## Assignment
Within the records below, find each line with the word "utility" and copy it out.

## Provided data
= = = = =
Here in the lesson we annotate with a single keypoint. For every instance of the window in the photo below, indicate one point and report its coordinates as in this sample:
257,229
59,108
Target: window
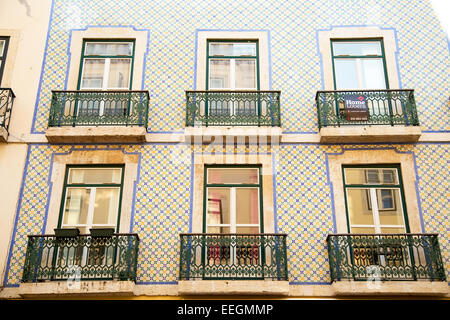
233,200
232,65
233,205
106,65
91,198
374,200
359,64
4,42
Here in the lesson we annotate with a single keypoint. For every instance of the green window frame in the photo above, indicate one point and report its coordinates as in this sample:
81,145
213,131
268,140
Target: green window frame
93,188
232,59
258,185
359,59
107,62
374,194
4,43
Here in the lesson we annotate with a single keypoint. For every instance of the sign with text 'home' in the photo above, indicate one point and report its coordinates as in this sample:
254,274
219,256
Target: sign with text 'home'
356,107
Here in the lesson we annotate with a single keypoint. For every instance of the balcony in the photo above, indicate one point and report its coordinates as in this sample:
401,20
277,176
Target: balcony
401,262
237,113
98,116
83,257
367,116
236,257
6,104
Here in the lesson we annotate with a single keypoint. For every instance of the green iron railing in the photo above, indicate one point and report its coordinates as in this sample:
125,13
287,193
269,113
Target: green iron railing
233,256
6,103
233,108
99,108
385,256
375,107
82,257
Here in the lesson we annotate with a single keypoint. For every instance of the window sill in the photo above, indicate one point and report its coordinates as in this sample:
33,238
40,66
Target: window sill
408,288
359,134
61,288
233,287
3,135
232,131
101,134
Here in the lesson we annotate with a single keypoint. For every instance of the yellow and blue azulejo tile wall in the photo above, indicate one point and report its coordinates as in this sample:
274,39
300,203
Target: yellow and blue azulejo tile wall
163,194
162,205
295,64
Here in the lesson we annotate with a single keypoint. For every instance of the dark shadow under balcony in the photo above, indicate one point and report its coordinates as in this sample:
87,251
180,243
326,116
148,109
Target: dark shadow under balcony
385,257
233,256
233,108
82,257
98,116
7,97
367,116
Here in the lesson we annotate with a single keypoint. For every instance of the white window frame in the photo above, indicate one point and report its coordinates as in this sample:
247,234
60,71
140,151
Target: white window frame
374,201
106,68
93,190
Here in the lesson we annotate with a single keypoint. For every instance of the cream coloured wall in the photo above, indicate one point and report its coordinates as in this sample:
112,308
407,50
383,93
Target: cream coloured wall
28,32
27,29
12,161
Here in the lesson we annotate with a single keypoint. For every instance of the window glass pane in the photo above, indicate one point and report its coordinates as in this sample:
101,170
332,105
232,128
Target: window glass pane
95,175
362,230
232,49
219,74
389,206
386,176
393,230
218,206
233,176
346,74
119,73
109,49
93,70
245,74
357,48
245,230
247,206
218,229
373,74
106,206
76,206
359,207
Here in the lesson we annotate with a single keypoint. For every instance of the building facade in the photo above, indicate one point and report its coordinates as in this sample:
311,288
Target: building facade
289,148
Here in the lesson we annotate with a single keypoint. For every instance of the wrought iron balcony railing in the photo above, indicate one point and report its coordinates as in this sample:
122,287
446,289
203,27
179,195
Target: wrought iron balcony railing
367,107
82,257
233,256
99,108
385,257
6,103
233,108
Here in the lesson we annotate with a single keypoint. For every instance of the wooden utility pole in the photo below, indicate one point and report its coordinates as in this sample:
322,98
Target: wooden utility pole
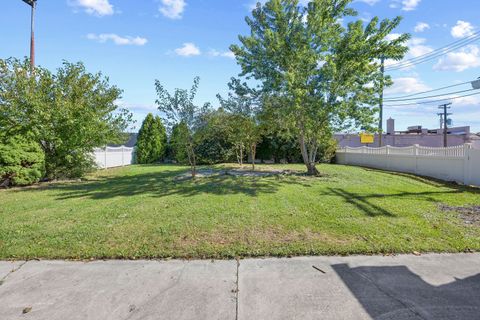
= = = = =
## Exercise output
Here in the lesson we annotate with a single keypoint. For every instance of the wooden utility pole in the photo below, indicate one point and report its coordinates as in this sample:
Target: wooden utility pole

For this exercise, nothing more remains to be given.